### YOUR INSTRUCTIONS
Can you copy out every one of the lines below word for word, without changing anything?

────

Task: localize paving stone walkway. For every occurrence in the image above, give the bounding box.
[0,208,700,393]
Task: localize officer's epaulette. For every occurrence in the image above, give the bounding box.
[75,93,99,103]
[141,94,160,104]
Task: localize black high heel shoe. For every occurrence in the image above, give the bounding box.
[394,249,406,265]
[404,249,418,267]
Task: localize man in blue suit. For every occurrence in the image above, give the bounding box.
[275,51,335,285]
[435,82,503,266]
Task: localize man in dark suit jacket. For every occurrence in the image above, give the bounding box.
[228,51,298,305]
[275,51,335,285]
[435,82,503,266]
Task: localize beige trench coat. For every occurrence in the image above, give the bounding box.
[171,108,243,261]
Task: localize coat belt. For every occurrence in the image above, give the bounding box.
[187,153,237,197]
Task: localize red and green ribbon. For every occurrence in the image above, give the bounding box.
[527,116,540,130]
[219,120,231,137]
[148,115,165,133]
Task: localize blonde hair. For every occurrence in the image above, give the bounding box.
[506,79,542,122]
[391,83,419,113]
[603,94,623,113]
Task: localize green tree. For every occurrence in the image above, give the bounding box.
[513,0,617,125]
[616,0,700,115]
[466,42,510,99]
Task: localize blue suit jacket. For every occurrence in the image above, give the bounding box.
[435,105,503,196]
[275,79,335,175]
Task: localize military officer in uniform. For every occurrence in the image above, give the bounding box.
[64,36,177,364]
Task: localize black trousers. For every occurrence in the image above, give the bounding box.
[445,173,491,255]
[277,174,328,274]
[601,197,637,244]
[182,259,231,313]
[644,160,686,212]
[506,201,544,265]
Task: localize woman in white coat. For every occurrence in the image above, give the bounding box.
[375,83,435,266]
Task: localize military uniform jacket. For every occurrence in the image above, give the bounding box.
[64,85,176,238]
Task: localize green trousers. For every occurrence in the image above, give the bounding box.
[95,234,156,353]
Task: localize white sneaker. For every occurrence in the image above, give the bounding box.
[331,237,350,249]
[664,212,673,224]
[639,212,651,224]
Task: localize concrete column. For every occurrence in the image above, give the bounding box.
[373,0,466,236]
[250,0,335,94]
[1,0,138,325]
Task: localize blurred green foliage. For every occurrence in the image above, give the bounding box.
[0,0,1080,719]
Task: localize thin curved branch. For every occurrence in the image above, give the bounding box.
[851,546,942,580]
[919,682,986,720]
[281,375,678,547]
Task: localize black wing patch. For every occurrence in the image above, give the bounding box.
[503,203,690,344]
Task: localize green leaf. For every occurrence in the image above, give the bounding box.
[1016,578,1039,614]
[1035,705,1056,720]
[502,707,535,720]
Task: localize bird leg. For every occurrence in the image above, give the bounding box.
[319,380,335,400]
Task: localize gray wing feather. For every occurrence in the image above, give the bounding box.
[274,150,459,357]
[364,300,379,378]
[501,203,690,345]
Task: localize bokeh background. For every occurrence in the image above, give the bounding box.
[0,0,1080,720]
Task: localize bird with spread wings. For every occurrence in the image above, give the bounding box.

────

### RESPONSE
Task: localize paving stone walkway. For every occurrence in the image above, give the bounding box.
[0,208,700,393]
Task: localize officer's epaulette. For every occurrence in the image above, give the bounding box.
[75,93,99,103]
[141,94,160,104]
Task: localize black high heel shoe. For every occurrence in the image above, give the bounding box.
[394,249,406,265]
[404,249,418,267]
Task: localize man in blue suit. For every occurrence in the image above, give the bounding box.
[275,51,335,285]
[435,82,503,266]
Task: localize man in dark suit jacket. For every occurrence in the image above, give the bounding box.
[228,51,298,305]
[275,51,335,285]
[435,82,503,266]
Task: localize beige trench coat. For every occurrence in the image above, give the bounding box.
[171,108,243,261]
Task: localize coat belt. For every occurrence in the image above, give the bounding box.
[187,153,237,197]
Task: localize red and green ribbon. For every occurrence in the image above, give the bounding box.
[527,116,540,130]
[219,120,231,137]
[148,115,165,133]
Task: localize blonde hair. For every occurrence in the image above, give the bounding box.
[506,79,542,122]
[391,83,419,113]
[603,94,623,113]
Task: localize green tree. For every occurrence in the image above, give the bounding box.
[513,0,617,125]
[616,0,700,115]
[466,42,510,99]
Task: localize blue suit jacket. For every occurrence in the image above, give the bounding box.
[435,105,503,196]
[275,79,335,175]
Task: localize military officer in uniform. For every occurrence in the image above, give the bounding box.
[64,36,177,364]
Task: localize black trousers. For every occurrence in the image above, give the bounding box.
[445,173,491,255]
[277,174,328,274]
[601,197,637,244]
[182,259,231,313]
[644,160,686,212]
[506,201,544,265]
Task: localize woman in white coat. For every occurrence in the image above, give the bounding box.
[375,83,435,266]
Task: localize military uniform jacket. For every occurrence in the image above, give the bounding box.
[64,85,176,238]
Task: localize green trousers. For every occurrence in the image above, give the bounding box.
[95,234,156,353]
Task: localize white sneaker. For every occurrence in the image above, give the bounding box.
[331,237,350,249]
[664,212,673,224]
[639,212,651,224]
Task: localize concrete column. For every occurrence in the image above, give the bounding box.
[373,0,466,236]
[250,0,335,94]
[1,0,138,325]
Task: localize blurred green foliage. For every occurrence in the image above, give the bounding box.
[0,0,1080,719]
Task: localize thin curved branch. For every occurrence in the image above, give the bounding box.
[851,546,942,580]
[919,682,986,720]
[281,375,678,547]
Task: localize black wing patch. For every occurrence in the image above, give the bounding box.
[503,203,690,344]
Task: localize green leaf. For every occurrence in the image above, give the bounding box.
[1016,578,1039,614]
[1035,705,1056,720]
[502,707,535,720]
Task: localize bird leg. For every occurrence in the image above, give the bounding box.
[319,380,335,400]
Task: localize gray wing feather. For every occurrence in the image above, give the bounding box.
[274,150,459,357]
[364,300,379,378]
[501,203,690,345]
Task: localize bokeh background. For every occurrence in the image above, give the bounding box.
[0,0,1080,720]
Task: localize bird with spread wings. For every occurrence in the image above, give the bounding box.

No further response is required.